* _Task goal_:
The result should be the listing below, restated exactly, with its pictures left out.

======== Records shown ========

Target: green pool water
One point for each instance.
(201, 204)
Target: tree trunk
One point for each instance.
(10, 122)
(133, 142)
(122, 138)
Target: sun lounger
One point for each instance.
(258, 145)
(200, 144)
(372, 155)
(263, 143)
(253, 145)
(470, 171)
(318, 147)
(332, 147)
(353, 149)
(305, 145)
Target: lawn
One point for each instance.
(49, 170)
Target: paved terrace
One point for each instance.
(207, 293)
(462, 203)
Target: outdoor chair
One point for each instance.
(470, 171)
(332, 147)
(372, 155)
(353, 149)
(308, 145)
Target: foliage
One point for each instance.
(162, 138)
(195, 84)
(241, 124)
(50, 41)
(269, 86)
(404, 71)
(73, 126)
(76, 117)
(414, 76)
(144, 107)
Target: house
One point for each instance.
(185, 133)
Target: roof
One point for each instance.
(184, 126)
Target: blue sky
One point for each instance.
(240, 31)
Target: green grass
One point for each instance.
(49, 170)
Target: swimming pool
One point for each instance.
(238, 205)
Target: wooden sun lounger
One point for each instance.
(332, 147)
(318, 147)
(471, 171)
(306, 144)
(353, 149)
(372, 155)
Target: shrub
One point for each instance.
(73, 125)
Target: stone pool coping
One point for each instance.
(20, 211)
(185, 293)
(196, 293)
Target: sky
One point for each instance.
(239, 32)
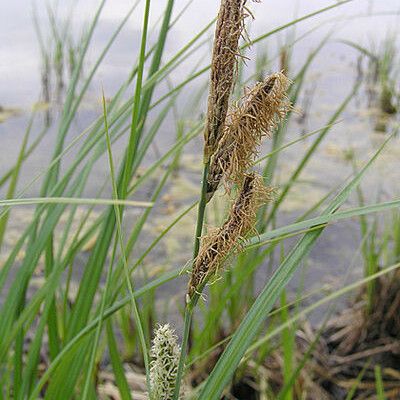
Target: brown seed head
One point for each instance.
(220, 242)
(256, 116)
(223, 69)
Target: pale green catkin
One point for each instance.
(164, 353)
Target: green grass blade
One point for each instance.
(230, 359)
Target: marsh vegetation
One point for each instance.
(202, 209)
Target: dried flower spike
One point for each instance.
(223, 68)
(165, 353)
(220, 242)
(257, 114)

========

* _Problem solution_:
Target: green pool water
One point for each instance.
(201, 204)
Target: tree trunk
One point for each instance.
(10, 122)
(133, 142)
(122, 138)
Target: sun lounger
One point for each instance.
(258, 145)
(200, 144)
(372, 155)
(263, 143)
(253, 145)
(470, 171)
(318, 147)
(332, 147)
(353, 149)
(305, 145)
Target: lawn
One point for each instance.
(49, 170)
Target: paved terrace
One point for each instance.
(207, 293)
(462, 203)
Target: outdoor chair
One point for each instance.
(470, 171)
(332, 147)
(372, 155)
(353, 149)
(308, 145)
Target: foliage
One point for each instance.
(162, 138)
(195, 84)
(241, 124)
(50, 41)
(269, 86)
(404, 71)
(73, 126)
(76, 117)
(414, 76)
(144, 107)
Target: house
One point for each instance.
(185, 133)
Target: roof
One point for each instance.
(184, 126)
Target: blue sky
One point for each instance.
(240, 31)
Target: green grass
One point for each instance.
(49, 170)
Target: swimming pool
One point for each instance.
(238, 205)
Target: wooden sun lounger
One point for each instance.
(332, 147)
(318, 147)
(471, 171)
(306, 144)
(353, 149)
(372, 155)
Target: shrub
One point for each instance.
(73, 125)
Target: stone pool coping
One point for each instance.
(20, 211)
(185, 293)
(196, 293)
Target: sky
One point for each instance.
(239, 32)
Target: brown seed head
One point for each instance.
(220, 242)
(256, 116)
(223, 69)
Target: pale green catkin
One point for each instance.
(164, 353)
Target: green grass blade
One point for each instance.
(230, 359)
Target: marsh vegetation
One point for each instance.
(202, 209)
Target: dried flower spike
One point for each instance.
(223, 68)
(165, 353)
(220, 242)
(257, 114)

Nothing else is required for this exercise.